SHORT PROBLEM:
Change "sun hat" to "straw hat" in the records, starting at the line that contains "the pink backpack" and stopping after the line that contains "x=387 y=442". Write out only those lines, with nothing else altered.

Point-based annotation data
........

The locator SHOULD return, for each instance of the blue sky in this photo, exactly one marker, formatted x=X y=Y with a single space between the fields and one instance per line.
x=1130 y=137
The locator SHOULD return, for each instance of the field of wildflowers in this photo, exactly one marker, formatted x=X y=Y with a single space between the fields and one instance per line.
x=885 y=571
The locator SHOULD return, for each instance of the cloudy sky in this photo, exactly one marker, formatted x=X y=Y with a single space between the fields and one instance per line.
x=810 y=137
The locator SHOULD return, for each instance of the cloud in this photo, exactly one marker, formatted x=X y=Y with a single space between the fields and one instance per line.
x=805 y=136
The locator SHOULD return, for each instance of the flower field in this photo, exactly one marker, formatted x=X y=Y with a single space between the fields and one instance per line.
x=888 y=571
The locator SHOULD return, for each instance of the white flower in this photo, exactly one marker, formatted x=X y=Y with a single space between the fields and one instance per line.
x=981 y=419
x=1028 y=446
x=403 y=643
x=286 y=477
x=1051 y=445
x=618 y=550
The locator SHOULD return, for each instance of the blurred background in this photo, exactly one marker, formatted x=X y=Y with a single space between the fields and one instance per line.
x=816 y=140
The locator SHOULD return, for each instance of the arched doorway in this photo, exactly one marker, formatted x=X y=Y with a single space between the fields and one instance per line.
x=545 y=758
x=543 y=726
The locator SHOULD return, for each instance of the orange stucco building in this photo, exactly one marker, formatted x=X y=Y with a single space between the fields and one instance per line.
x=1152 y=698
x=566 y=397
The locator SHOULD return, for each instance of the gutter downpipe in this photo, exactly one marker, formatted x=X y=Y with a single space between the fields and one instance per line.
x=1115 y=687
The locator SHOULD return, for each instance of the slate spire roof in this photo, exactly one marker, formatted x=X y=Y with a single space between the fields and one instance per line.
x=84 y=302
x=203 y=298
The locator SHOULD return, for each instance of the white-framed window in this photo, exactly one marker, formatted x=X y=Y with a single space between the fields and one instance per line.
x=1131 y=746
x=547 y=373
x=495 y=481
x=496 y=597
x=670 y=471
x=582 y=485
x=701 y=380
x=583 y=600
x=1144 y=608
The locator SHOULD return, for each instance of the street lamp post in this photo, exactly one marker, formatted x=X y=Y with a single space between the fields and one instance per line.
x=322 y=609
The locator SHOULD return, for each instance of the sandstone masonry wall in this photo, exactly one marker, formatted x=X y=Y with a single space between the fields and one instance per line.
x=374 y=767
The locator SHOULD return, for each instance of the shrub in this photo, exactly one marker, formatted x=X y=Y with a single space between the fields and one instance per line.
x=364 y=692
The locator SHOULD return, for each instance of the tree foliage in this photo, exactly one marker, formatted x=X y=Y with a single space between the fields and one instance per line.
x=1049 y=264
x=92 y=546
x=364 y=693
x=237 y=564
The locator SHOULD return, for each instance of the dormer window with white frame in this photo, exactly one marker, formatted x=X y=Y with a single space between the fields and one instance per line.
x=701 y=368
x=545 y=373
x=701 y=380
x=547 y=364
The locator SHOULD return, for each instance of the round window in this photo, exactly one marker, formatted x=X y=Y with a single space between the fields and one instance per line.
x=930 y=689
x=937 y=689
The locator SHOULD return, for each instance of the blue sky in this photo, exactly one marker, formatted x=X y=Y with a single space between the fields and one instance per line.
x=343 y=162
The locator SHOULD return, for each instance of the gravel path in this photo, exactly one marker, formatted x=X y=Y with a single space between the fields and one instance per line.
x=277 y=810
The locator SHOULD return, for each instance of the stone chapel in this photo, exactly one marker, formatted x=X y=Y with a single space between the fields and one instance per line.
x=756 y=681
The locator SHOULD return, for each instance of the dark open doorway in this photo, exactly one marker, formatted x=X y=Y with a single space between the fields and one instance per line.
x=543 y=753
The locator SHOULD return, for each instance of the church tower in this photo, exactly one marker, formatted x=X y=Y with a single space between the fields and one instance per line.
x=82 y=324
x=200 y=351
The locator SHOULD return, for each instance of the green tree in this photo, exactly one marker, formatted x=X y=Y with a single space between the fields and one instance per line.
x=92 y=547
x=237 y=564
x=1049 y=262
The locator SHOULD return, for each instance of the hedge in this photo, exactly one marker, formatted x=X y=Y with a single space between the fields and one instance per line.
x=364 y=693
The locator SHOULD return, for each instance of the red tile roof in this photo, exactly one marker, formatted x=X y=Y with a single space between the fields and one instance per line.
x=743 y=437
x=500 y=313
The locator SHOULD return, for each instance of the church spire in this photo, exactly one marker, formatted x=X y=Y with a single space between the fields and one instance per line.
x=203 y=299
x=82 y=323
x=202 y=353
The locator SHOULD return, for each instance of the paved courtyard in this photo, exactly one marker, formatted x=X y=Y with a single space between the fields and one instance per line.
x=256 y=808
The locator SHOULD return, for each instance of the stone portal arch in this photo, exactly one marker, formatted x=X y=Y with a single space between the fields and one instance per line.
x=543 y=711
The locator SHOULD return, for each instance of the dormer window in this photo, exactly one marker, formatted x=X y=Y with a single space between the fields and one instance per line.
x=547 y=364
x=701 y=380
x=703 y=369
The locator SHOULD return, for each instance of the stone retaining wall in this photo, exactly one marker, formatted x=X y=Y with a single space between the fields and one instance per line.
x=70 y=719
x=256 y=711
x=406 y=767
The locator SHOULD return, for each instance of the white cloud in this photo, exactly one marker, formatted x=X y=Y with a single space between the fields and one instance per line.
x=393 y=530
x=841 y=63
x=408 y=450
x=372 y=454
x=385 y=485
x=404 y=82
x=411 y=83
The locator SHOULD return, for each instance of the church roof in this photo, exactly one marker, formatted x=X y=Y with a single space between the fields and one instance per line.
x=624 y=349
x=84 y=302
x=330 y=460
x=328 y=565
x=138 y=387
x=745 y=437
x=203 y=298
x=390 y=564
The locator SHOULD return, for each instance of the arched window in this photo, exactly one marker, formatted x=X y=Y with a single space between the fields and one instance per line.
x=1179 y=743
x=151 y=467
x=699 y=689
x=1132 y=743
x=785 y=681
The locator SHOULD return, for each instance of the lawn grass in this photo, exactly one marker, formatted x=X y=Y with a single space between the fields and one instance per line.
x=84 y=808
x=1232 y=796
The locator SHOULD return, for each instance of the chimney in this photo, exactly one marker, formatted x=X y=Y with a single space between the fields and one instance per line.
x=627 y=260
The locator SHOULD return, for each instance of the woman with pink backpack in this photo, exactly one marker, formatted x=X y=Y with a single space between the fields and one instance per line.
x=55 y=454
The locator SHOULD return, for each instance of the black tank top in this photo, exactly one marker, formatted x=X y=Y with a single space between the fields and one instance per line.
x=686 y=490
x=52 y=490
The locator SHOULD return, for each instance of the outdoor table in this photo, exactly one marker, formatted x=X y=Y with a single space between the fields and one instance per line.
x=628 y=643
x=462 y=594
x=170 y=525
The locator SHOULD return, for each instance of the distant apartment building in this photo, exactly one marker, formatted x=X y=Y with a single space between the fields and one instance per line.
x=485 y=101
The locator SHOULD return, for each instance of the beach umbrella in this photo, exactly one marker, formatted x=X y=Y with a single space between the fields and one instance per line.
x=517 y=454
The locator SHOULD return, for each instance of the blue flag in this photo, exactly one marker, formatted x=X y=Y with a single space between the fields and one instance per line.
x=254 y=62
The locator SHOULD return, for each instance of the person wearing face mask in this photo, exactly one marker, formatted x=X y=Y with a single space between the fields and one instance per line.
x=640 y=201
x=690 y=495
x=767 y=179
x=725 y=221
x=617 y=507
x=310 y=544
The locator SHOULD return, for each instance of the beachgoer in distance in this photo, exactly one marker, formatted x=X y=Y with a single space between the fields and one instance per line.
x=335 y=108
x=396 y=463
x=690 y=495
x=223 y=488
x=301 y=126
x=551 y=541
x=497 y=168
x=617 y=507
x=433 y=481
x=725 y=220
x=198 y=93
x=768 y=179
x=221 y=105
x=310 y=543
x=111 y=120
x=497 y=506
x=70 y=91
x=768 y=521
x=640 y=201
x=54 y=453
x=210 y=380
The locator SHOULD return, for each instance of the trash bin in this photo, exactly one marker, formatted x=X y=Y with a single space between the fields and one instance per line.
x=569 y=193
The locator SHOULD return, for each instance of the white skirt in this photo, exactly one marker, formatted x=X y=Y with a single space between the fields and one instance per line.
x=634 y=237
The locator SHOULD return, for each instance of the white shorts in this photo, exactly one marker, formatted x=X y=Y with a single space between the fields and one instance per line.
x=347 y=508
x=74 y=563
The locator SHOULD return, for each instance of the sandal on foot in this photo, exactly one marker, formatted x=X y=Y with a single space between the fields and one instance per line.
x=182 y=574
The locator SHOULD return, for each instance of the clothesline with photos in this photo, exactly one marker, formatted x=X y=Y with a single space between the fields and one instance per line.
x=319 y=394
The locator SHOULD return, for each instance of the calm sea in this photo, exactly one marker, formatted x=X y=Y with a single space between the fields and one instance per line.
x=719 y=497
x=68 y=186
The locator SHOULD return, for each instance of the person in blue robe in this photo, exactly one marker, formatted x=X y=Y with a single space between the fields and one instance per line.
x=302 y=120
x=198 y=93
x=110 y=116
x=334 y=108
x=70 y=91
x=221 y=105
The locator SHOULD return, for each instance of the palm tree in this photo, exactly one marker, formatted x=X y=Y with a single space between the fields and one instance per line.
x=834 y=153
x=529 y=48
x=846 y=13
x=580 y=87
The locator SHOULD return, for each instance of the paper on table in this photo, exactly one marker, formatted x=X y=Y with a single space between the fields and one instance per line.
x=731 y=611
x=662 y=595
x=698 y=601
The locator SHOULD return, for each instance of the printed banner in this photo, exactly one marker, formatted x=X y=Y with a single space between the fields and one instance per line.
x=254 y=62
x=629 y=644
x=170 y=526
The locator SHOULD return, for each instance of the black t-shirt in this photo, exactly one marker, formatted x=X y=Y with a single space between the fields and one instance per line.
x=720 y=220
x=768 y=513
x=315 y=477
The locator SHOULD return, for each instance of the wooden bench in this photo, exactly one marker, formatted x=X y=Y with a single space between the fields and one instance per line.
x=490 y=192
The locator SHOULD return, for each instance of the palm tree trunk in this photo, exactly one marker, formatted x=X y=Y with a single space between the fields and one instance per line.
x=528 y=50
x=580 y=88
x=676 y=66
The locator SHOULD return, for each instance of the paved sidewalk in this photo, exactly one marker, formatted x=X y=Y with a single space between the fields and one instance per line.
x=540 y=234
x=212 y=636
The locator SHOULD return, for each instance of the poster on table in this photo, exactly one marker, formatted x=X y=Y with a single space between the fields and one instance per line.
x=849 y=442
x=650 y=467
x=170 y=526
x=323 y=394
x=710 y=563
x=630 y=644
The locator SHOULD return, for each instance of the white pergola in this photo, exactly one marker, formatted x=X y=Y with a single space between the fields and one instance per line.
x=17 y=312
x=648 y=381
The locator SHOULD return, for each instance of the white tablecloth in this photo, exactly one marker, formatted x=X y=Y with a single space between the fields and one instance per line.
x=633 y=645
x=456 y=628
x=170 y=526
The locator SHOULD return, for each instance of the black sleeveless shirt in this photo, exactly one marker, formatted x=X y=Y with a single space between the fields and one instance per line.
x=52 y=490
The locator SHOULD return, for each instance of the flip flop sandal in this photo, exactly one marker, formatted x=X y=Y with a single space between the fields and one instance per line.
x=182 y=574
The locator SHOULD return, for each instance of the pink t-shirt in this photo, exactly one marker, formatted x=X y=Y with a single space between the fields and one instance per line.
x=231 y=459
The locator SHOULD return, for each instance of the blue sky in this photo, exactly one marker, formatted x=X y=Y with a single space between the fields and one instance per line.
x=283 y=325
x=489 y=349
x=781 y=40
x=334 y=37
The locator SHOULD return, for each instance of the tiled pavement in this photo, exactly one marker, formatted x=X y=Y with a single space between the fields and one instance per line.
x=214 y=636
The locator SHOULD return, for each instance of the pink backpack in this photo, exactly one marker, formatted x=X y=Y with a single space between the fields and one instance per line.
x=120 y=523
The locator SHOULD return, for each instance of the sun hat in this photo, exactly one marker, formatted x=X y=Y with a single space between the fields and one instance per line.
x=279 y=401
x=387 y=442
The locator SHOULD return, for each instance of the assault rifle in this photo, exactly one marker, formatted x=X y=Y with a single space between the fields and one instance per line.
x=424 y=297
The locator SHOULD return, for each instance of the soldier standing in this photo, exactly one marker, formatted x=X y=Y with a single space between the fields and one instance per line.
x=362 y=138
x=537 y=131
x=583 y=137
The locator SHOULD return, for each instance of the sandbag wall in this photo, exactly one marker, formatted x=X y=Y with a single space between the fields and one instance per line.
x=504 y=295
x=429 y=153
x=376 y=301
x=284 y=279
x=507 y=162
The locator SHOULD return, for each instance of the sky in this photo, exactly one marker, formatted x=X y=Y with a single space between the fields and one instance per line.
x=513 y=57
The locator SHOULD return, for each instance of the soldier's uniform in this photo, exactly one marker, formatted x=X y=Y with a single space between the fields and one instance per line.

........

EXPECTED OUTPUT:
The locator SHOULD return, for each instance of the pink backpack in this photo, exactly one marker, formatted x=X y=Y with a single space between the fields and one instance per line.
x=120 y=523
The locator SHOULD return, for each instance of the straw hat in this photo, exactly one marker, formatted x=X y=Y with a single space between the fields and one instance per line.
x=279 y=401
x=387 y=442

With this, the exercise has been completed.